WHAT IS NEEDED ▸
Output every line of the listing below without any changes, omitting the pictures.

-- BEGIN GIVEN DATA --

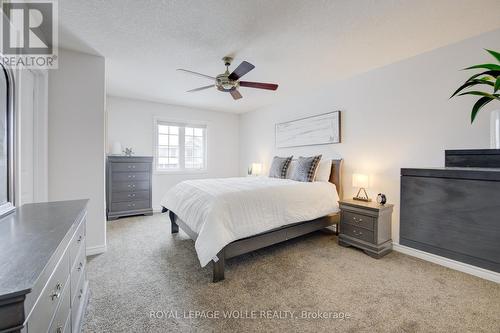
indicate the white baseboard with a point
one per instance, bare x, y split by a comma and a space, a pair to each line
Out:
93, 250
453, 264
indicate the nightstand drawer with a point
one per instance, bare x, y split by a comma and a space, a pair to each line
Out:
358, 220
359, 233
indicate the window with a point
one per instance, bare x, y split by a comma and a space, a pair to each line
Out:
180, 147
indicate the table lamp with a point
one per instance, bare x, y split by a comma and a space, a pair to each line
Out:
361, 181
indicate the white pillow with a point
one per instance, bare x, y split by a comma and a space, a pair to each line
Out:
323, 171
291, 169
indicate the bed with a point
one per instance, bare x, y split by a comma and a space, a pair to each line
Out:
229, 217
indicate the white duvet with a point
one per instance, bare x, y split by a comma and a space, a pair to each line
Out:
223, 210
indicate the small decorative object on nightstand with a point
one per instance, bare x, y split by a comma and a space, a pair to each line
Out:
366, 225
361, 181
128, 152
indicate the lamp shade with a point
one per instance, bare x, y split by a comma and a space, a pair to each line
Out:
256, 169
360, 180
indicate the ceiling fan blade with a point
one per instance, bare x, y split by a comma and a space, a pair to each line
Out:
259, 85
202, 88
236, 94
241, 70
196, 73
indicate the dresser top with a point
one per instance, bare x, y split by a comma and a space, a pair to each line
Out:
372, 205
455, 172
130, 159
29, 237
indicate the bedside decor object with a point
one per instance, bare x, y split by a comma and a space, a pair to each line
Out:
361, 181
128, 152
366, 225
488, 78
381, 199
279, 166
255, 169
116, 149
315, 130
128, 186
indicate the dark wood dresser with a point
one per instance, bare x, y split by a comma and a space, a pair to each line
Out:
454, 212
128, 186
43, 285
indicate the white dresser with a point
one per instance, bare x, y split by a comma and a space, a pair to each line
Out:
43, 285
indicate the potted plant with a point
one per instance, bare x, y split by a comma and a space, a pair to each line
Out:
486, 86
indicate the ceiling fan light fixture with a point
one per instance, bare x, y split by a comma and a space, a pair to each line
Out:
230, 82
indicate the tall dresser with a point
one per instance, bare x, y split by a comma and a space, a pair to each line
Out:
454, 212
43, 285
128, 186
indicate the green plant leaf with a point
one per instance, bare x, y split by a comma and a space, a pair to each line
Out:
493, 67
472, 83
479, 104
495, 54
480, 93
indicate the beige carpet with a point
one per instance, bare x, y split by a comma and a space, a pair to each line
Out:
146, 269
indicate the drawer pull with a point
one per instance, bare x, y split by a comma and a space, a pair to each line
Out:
56, 293
357, 233
81, 293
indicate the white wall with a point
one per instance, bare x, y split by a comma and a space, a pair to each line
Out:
393, 117
77, 139
130, 122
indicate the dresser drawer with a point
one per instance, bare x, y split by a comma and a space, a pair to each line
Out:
130, 176
77, 273
358, 220
46, 305
59, 321
77, 243
130, 186
124, 206
130, 196
356, 232
126, 167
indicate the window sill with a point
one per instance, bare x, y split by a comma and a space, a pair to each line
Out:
180, 172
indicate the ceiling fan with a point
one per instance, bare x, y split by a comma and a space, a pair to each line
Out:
229, 82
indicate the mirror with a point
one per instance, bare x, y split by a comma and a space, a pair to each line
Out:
6, 142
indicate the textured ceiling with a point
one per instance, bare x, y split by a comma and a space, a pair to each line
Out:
300, 44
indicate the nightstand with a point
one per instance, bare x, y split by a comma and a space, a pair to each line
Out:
366, 225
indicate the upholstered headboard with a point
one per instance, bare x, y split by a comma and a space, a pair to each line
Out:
336, 176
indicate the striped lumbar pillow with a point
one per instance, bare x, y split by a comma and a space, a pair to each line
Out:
279, 166
305, 169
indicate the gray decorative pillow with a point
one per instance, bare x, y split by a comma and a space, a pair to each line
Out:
306, 168
279, 166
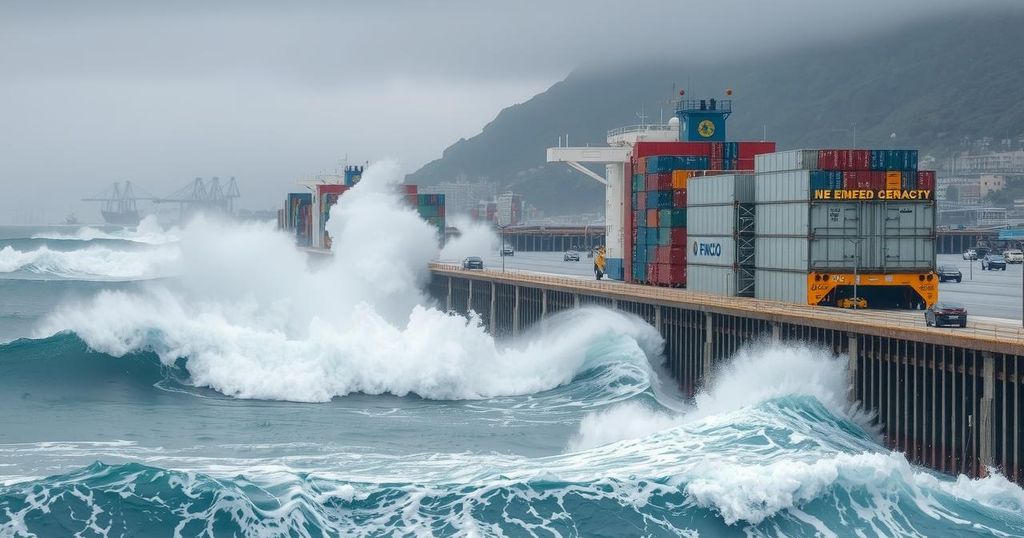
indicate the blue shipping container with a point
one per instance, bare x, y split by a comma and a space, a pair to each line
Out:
651, 236
668, 163
826, 179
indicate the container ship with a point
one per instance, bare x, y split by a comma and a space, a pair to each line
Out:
833, 226
305, 214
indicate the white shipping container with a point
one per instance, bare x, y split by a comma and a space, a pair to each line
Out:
790, 185
781, 253
720, 190
785, 161
829, 236
780, 285
715, 250
711, 279
711, 220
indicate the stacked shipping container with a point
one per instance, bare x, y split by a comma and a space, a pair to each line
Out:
655, 190
800, 235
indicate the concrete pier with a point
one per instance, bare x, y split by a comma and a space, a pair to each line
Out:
950, 399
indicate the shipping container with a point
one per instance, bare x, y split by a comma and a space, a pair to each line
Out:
785, 161
838, 236
749, 151
926, 179
780, 285
642, 150
717, 280
680, 178
668, 163
894, 180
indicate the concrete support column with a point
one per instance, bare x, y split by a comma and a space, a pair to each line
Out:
515, 313
986, 441
494, 301
851, 367
709, 348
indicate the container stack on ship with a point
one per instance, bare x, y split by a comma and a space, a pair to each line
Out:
834, 226
655, 228
829, 218
306, 214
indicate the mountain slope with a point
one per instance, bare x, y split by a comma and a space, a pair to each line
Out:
930, 83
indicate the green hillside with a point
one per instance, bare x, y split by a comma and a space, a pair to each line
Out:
931, 83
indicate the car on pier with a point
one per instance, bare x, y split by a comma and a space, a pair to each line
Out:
993, 262
946, 314
949, 273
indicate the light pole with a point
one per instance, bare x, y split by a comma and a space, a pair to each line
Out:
856, 265
501, 249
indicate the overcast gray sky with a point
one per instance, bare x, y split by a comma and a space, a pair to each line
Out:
92, 92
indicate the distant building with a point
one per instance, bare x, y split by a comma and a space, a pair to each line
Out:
990, 183
1012, 162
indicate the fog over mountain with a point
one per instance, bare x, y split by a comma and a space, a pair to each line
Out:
267, 92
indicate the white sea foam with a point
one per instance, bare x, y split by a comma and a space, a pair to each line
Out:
148, 231
91, 263
476, 240
758, 373
255, 322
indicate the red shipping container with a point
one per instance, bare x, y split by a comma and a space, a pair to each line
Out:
828, 159
628, 224
676, 274
651, 220
750, 150
641, 150
658, 181
670, 254
926, 179
679, 198
860, 160
652, 273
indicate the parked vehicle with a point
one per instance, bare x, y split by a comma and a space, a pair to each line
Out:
852, 302
949, 273
945, 314
992, 262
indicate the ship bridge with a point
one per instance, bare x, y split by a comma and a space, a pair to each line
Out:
614, 157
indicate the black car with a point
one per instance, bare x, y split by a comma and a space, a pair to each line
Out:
949, 273
992, 262
945, 314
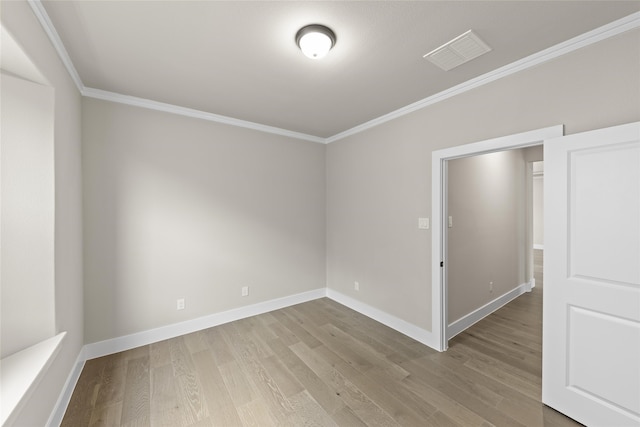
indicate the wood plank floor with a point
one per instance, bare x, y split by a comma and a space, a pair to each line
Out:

-- END GIVEN DATA --

TASK ANSWER ▸
indicate the white baseboard with a point
one per instance, bare x, y split by a comma and a space, a pair to each line
Out:
93, 250
453, 264
indicate the nightstand drawer with a point
one per instance, bare x, y split by a comma and a space, a pair to each line
Out:
358, 220
359, 233
indicate the window with a point
one per instance, bare x, y split by a comma and a space, a pair to each line
Out:
180, 147
indicate the table lamp with a point
one per instance, bare x, y split by a comma and a space, a pair to each line
Out:
361, 181
indicate the white pillow with a point
one per instance, bare x, y split by a comma and a space, a pair to each line
Out:
323, 171
291, 169
indicate the bed with a point
one per instance, bare x, y split by a comma and a space, a pair to each line
Out:
229, 217
indicate the white duvet with a point
one per instance, bare x, y split by a comma and a space, a pair to each line
Out:
223, 210
indicate the small decorative object on nightstand with a point
one per instance, bare x, y split by a comma and a space, a pair to each line
Out:
366, 225
361, 181
128, 152
indicate the lamp shade with a point
one per instance, bare x, y split by a comma and a space, a pair to each line
Out:
256, 169
360, 180
indicate the ceiling fan blade with a point
one per instance, bare x, y split by a comma and a space, a pair to each line
Out:
259, 85
202, 88
236, 94
241, 70
196, 73
indicate the dresser top with a point
one per instance, bare x, y split by a comma and a space, a pair to each line
Out:
372, 205
455, 172
130, 159
29, 237
indicate the bedside decor object with a point
one per instance, bare x, y split by a comma and a space, a pair to each line
Out:
361, 181
128, 152
366, 225
488, 78
381, 199
279, 166
255, 169
116, 149
315, 130
128, 186
indicate the dark wood dresser with a point
one per instance, bare x, y split by a comma and a space, a pair to each line
Out:
454, 212
128, 186
43, 285
indicate the white dresser with a point
one per instance, bare x, y split by a comma and a space, a pair to each line
Out:
43, 285
indicate the potted plant with a point
one per instance, bare x, y split by a comma and a space, a pair to each line
Out:
486, 86
indicate the ceiling fan light fixture with a point
one per instance, bare x, y split by a comma and a space, a pair to each line
Out:
230, 82
indicate the tall dresser with a point
one per instance, bare x, y split by a comma and a space, a pair to each line
Out:
454, 212
43, 285
128, 186
indicate the green plant leaf with a point
one per instance, bare x, y split by a comma and a space, a pair to each line
Out:
493, 67
472, 83
479, 104
495, 54
480, 93
indicate the beige carpet with a point
one per instance, bare x, y split by a comma and a space, a pair to each line
Out:
146, 269
indicate the drawer pull with a point
one per instance, bare x, y split by a comma and a space, a pair to each line
Out:
56, 293
357, 233
81, 293
indicate the white wall with a point
one per instance, bare x, y split by a comma and a space, a pair to each line
Out:
393, 117
77, 139
130, 122
indicate the dresser drawer with a point
one per instance, bare x, y split by a comma and a space, a pair to each line
Out:
130, 176
77, 273
358, 220
46, 305
59, 321
77, 243
130, 186
124, 206
130, 196
356, 232
126, 167
indicate the window sill with a point
one per instance, bare x, y split by a comma and a space, a pair to each line
Out:
180, 172
indicate the ceiling fan with a point
one per instance, bare x, y split by a comma and a space, a pair to each line
Out:
229, 82
indicate the mirror with a point
one per instance, bare x, y split by a comma and a space, a pair to each line
Out:
6, 142
indicate the textured ceiling with a point
one per instance, bare x, y split by a comma and a space, a pair to each line
Out:
300, 44
indicate the nightstand with a point
one per instance, bare x, y split by a comma and a space, a pair to each line
Out:
366, 225
indicate the upholstered headboard with a point
one per instance, bare x, y split by a comma and a space, a pair to each line
Out:
336, 176
indicate the striped lumbar pillow with a point
one per instance, bare x, y split by a comma and a space, a pair to each line
Out:
279, 166
305, 169
indicate the gray decorative pillow with a point
one per instance, bare x, y split by a comma and a space, a pair to each line
Out:
306, 168
279, 166
indicate the blue shipping container with a point
one per instance, bare x, y split by a comma and a space, a pair to each line
Out:
651, 236
668, 163
826, 179
indicate the container ship with a point
one per instance, bare x, y split by a comma and a space, a pair to each line
Out:
833, 226
305, 214
indicate the white shipping container with a point
one per instance, bare x, y split by a comma and a space, a pair to each line
Out:
790, 185
781, 253
720, 190
785, 161
829, 236
780, 285
715, 250
711, 279
711, 220
indicate the stacked shipping container with a point
one per instance, bare x, y split by a comma and a space, a pair to each line
Out:
655, 190
800, 235
indicate the concrete pier with a point
one per instance, bare x, y split by a comma and a space, a pair to each line
Out:
950, 399
indicate the shipping container with a point
one per instance, bare x, y split by a comma and a space, a pair to each line
Out:
785, 161
838, 236
749, 151
926, 179
780, 285
642, 150
717, 280
680, 178
668, 163
894, 180
indicate the concrete support column with a point
one per instance, bare x, y split by a comma and a space, a pair to each line
Out:
515, 313
986, 441
494, 301
851, 367
709, 348
indicate the container stack on ship with a point
one per instance, bare x, y split by a comma and a space, a pair to each line
Out:
834, 226
655, 228
829, 218
306, 214
indicate the mountain slope with a point
one per instance, bare x, y split by a comma and a space, a pair to each line
Out:
930, 83
indicate the green hillside with a point
one per instance, bare x, y split by a comma and a space, a pair to each line
Out:
931, 83
indicate the car on pier with a point
one per instance, bare x, y split by a comma and a space, a pair to each line
Out:
993, 262
946, 314
949, 273
indicate the light pole with a point
one per instance, bare x, y split by a comma and a space, a pair to each line
Out:
856, 265
501, 249
indicate the overcast gray sky with a point
one per instance, bare x, y split by a comma and a space, a pair to each line
Out:
92, 92
indicate the distant building with a point
one per instance, bare x, y split by a comma and a space, a pair to each line
Out:
990, 183
1012, 162
indicate the fog over mountain with a point
one per instance, bare x, y split by a comma and a space, a pair to each line
Out:
267, 92
indicate the white sea foam with a point
one per instance, bare x, y split by a comma and a space, a pair to each line
Out:
148, 231
91, 263
476, 240
758, 373
255, 322
indicate the red shipping container with a point
one per instance, bare x, y split by a comma and a space, a pair to each line
Out:
828, 159
628, 224
676, 274
651, 220
750, 150
641, 150
658, 181
670, 254
926, 179
679, 198
860, 160
652, 273
indicate the parked vehicle with a point
one per instance, bare x, y split by a comma and a space, a pair to each line
Out:
852, 302
949, 273
945, 314
992, 262
indicate the ship bridge with a point
one per instance, bare x, y split by a comma and a space, a pair to each line
Out:
614, 157
indicate the black car with a point
one per instance, bare x, y split by a comma and a space, a pair to each line
Out:
949, 273
992, 262
945, 314
indicate the wood plank floor with a point
one per instance, bare x, y split by a comma and a space, a pair to each line
Out:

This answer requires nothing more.